-- DIRECTIVE --
Can you reproduce every one of the records below word for word, leaving the pictures out of your answer?
-- Start GIVEN RECORDS --
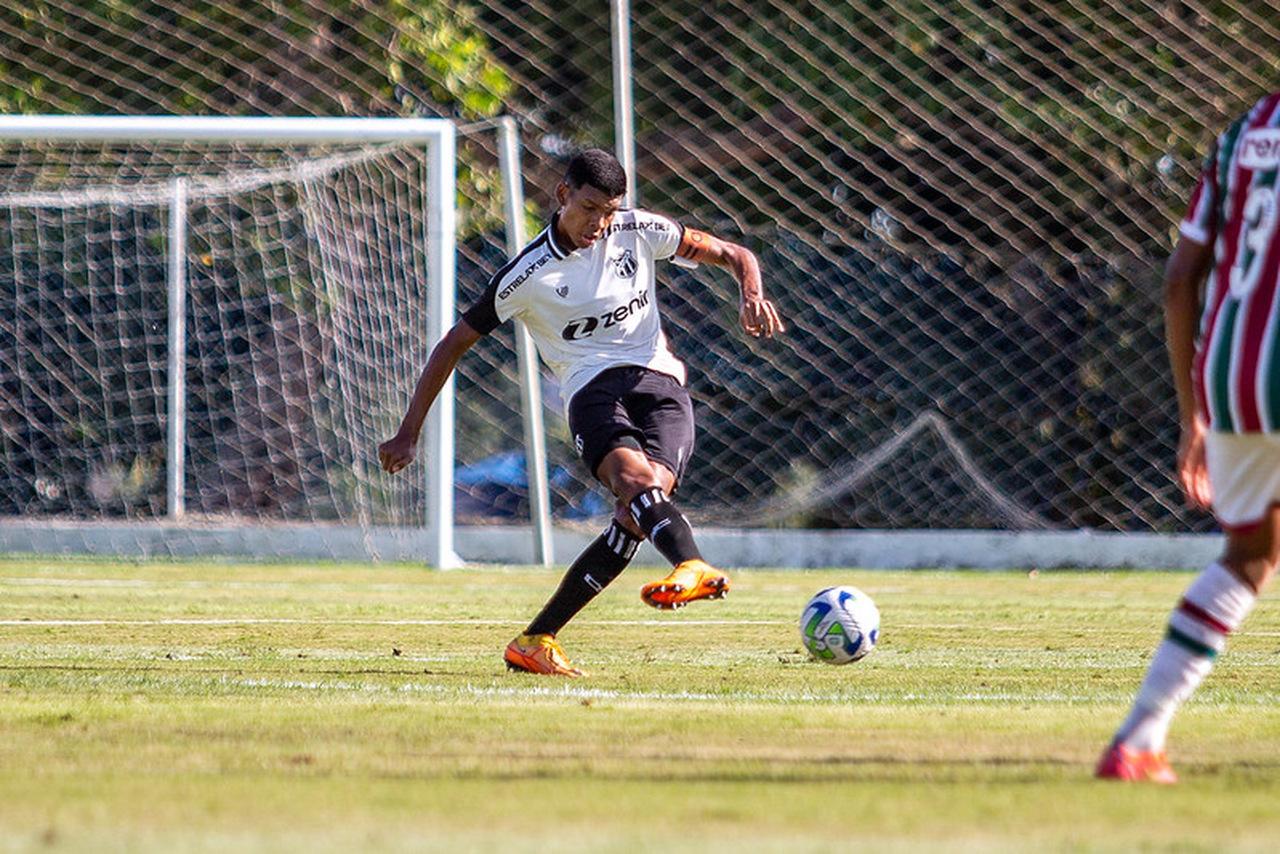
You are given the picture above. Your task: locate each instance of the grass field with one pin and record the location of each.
(284, 707)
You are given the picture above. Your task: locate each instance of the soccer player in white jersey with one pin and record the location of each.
(585, 291)
(1228, 379)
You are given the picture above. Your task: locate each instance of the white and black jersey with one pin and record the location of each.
(593, 309)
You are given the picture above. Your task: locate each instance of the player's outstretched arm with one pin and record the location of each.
(758, 315)
(400, 450)
(1183, 278)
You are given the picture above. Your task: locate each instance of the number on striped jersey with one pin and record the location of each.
(1256, 234)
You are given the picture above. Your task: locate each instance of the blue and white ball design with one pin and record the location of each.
(840, 625)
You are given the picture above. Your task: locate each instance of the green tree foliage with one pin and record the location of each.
(278, 58)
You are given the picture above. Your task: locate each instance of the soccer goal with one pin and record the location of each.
(211, 323)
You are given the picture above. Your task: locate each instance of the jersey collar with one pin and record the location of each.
(558, 251)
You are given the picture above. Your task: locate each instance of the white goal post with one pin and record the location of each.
(438, 138)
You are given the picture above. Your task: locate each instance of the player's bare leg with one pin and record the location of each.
(643, 488)
(1214, 606)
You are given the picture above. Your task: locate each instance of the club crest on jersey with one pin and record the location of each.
(626, 264)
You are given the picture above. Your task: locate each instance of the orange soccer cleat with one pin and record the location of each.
(689, 581)
(539, 654)
(1134, 766)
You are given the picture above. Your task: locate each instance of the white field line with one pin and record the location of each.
(664, 697)
(780, 697)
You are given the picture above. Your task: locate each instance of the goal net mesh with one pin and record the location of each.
(306, 323)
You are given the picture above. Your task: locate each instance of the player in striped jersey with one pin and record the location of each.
(585, 291)
(1228, 379)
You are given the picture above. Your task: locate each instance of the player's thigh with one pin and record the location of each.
(600, 424)
(663, 412)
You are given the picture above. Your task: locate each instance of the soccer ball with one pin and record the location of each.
(840, 625)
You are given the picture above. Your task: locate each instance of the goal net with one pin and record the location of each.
(312, 273)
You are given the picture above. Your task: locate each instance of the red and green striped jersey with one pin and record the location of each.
(1234, 205)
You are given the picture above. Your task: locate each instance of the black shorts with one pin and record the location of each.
(632, 407)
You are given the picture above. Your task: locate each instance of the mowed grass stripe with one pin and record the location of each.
(192, 706)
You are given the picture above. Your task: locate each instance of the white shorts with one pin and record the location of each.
(1244, 474)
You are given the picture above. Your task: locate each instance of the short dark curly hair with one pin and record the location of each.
(598, 168)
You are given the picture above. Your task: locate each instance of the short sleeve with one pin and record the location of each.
(496, 306)
(661, 233)
(1200, 224)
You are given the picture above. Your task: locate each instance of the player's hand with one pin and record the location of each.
(396, 453)
(759, 318)
(1192, 469)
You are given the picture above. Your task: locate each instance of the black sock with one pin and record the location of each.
(666, 526)
(594, 569)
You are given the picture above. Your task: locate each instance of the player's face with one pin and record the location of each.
(585, 213)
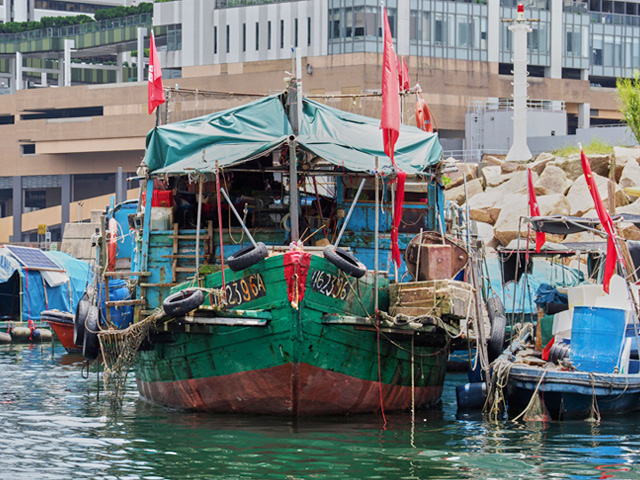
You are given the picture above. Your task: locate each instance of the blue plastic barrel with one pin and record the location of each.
(122, 316)
(597, 336)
-- End GIVEN RECORDS --
-- ANSWER TO THIS EXERCISE --
You are given the picture above. Your task: locate each instance of the grass field with one pin and record the location of each.
(284, 707)
You are given the picture above. Your task: locate each instance of the soccer player in white jersey with one pin and record the location of each.
(585, 291)
(1228, 379)
You are given the picture above. Your task: locate each instance of the white and black jersey with one pin and record the location of each.
(593, 309)
You are given the picture above. Your task: locate each instance of the player's outstretched arm with one pin and record the location of each.
(758, 315)
(400, 450)
(1183, 278)
You are given the picture above. Your task: locate each instance of the number on striped jersey with one pin and record the location of each.
(1256, 234)
You are given the picture above. Your task: locate each instance of the blue and white ball design with one pin and record the location of each.
(840, 625)
You are given the picture above. Your task: locate each instance of the green tree foliage with one pin and record the location of each.
(278, 58)
You are given the picture above. Your task: locate each instance of the soccer goal with one pin and record the location of each.
(211, 323)
You are given the picture above. Your task: locate each instance of the jersey collar with one pin and record the location of each.
(558, 251)
You are given the picture above. Your task: locate each instance of the white goal post with one pin and record the location of each.
(438, 138)
You are given the picture above. Your task: locate each instance of the player's bare leg with one pin and record the location of each.
(643, 488)
(1214, 606)
You are given the picture above. Your task: locate each instance of the club crest on jersey with one pin and record the location of each.
(626, 264)
You are given the picture above. Your task: locate each instance of the orange soccer cleat with one pin and record the location of each.
(689, 581)
(539, 654)
(1134, 766)
You are given the picture above. Your task: locate each instance of the white field line with one pin and record the location of each.
(664, 697)
(780, 697)
You are given the picture above. Your task: locate each instance of the goal net mesh with one pin and record the location of each.
(306, 323)
You are given the picture above. Your task: locate each instance of the player in striped jersey with one pin and record the location of each.
(585, 291)
(1228, 379)
You are given the picture above. Your task: locate each instance of the player's thigh with one pin and record the location of each.
(600, 424)
(663, 412)
You are given the picture above. Your task: locate each instance of the soccer ball with one pin and record the location of each.
(840, 625)
You are given the picture above. Your task: locate each instance of the goal net with one pin and record the location of each.
(312, 273)
You are given the picture above. Your task: locate each instance of the red and green striped jersey with one pin and record the location of each.
(1234, 205)
You are given the picture above. Your task: locate each instance of the black shorts with one pin and record the location of each.
(632, 407)
You are given the picture above. Your task: locate each instance of the mowed grass stripe with one pin and record the location of each.
(192, 706)
You are given the picture above. Your task: locate each instance of the white shorts with one pin and record the location of each.
(1244, 474)
You are given the picture above. Your task: locate each instance of the short dark curly hair with one pin and record the location of each.
(598, 168)
You are given the picture above. Your task: locate each instance of the short sleeve with one pin and record the location of each.
(496, 306)
(661, 233)
(1200, 224)
You are given the picture above. Your task: locate each instance of the player's hand with one pin and record the location of each.
(396, 453)
(759, 318)
(1192, 469)
You are given the picture above. Your task: locate each instance of the black sock with one pin and record the location of each.
(666, 526)
(594, 569)
You are given the picture above. Your task: locate each instance of the player's face with one pin and record the location of each.
(585, 213)
You are given the picture above. Your task: locate each instance of the blue plastic barrel with one pin and record the location of each.
(122, 316)
(597, 336)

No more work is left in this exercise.